Texto fornecido »
--------------------
Em período eleitoral, o tema da redução da maioridade penal tem sido, comumente, utilizado por candidatos como alternativa para solucionar o problema da violência no país. Contrários a estes discursos, 104 organizações lançaram nesta quinta-feira, 16, um manifesto onde repudiam a ação destes candidatos.
No documento, as organizações ressaltam alguns pontos importantes para o debate, destacando que a redução da maioridade penal é um retrocesso para os direitos humanos de crianças e adolescentes.
“Infelizmente, constata-se que, ao flexibilizar garantias que protegem estes adolescentes em situação de vulnerabilidade, sob o argumento de que cometem crimes muito graves, os candidatos apenas saciam a ânsia punitivista que demanda, de maneira irracional, o isolamento desses sujeitos. Tal proposta afasta-se dos princípios norteadores do ECA – Estatuto da Criança e Adolescente, em termos de proteção à adolescência, ao buscar punir cada vez mais adolescentes em situação de conflito com a lei, acreditando ser esta a solução para os problemas da criminalidade”.
As organizações acreditam que os candidatos deveriam se comprometer em garantir a efetivação, implementação e aplicação do ECA e SINASE – Sistema Nacional de Atendimento Socioeducativo. “Nos parece muito mais sensato, na tentativa de aliar senso de justiça ao interesse social – palavras tão utilizadas por candidatos –, propostas que garantissem efetivamente a implementação e aplicação do ECA e do SINASE em todo o território nacional, sendo possível, assim, falar-se em soluções que implicam, essas sim, redução da violência e criminalidade – parte integrante da vida de todos os jovens selecionados por esse sistema de sociabilidade perverso. Ocorre que, ao relacionar de maneira superficial justiça social e segurança pública, os candidatos parecem desconhecer a realidade do cotidiano do Sistema de Justiça Juvenil no Brasil”.
A nota está aberta para mais adesões.
As entidades abaixo-assinadas são contrárias ao recrudescimento da legislação que trata da criança e do adolescente no Brasil. Por esse motivo, ressaltam-se alguns pontos importantes abaixo elencados.
Em primeiro lugar, a legislação que defende e trata dos direitos da criança e do adolescente no Brasil é datada de 1990, ou seja, foi publicada logo após a reabertura democrática do país. Nesse sentido, o Estatuto da Criança e do Adolescente (ECA)rompe com a cultura menorista presente nos Códigos de 1927 e 1979. Além disso, a Lei 12.594 de 2012 – Lei do Sistema Nacional de Atendimento Socioeducativo (SINASE) –, trouxe modificações de suma importância no que diz respeito à execução de medidas socioeducativas e, diga-se de passagem, ainda não foi implementada no país. Ademais, todos os tratados internacionais que versam sobre a temática como as Regras de Beijing (ONU, 1959), a Convenção sobre os Direitos da Criança (ONU, 1989) e os Princípios Orientadores de Riad (ONU, 1990) foram ratificados pelo Brasil, revestindo-se de status normativo-constitucional, o que torna inviável a elaboração de legislação com eles conflitantes.
--------------------
Dados brutos »
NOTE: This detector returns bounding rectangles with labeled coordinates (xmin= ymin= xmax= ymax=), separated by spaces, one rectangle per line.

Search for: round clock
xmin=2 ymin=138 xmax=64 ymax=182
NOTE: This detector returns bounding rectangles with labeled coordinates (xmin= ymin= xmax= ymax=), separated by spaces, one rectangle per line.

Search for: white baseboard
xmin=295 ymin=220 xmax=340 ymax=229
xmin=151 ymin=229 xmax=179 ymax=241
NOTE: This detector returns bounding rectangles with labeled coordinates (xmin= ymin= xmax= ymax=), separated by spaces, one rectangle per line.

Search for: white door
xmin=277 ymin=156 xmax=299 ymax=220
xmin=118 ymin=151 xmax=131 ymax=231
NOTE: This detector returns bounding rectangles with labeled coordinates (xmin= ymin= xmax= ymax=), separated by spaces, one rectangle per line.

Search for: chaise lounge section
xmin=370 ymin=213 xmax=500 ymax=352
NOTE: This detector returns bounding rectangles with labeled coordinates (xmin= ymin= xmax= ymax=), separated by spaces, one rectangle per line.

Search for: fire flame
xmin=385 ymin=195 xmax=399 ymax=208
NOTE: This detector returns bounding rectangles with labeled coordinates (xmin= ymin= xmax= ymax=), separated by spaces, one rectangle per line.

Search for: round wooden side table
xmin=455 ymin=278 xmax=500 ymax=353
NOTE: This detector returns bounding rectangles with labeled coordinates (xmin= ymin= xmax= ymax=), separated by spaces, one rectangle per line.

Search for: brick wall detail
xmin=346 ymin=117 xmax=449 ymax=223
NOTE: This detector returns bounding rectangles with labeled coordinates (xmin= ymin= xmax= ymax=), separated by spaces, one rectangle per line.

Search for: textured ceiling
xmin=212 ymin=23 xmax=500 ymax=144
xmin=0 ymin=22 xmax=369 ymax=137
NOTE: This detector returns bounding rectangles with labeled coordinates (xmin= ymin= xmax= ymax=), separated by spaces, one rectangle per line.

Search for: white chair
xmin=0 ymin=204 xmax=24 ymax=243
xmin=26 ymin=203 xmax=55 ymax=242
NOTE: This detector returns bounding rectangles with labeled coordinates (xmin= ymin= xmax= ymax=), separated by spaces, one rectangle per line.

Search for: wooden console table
--------------------
Descrição da tarefa »
Reescreva o trecho do texto sobre a maioridade penal que começa em "Em período eleitoral, o" e termina em "ação destes candidatos.", trocando "candidatos" por "políticos".

Resposta escrita »
Em período eleitoral, o tema da redução da maioridade penal tem sido, comumente, utilizado por políticos como alternativa para solucionar o problema da violência no país. Contrários a estes discursos, 104 organizações lançaram nesta quinta-feira, 16, um manifesto onde repudiam a ação destes políticos.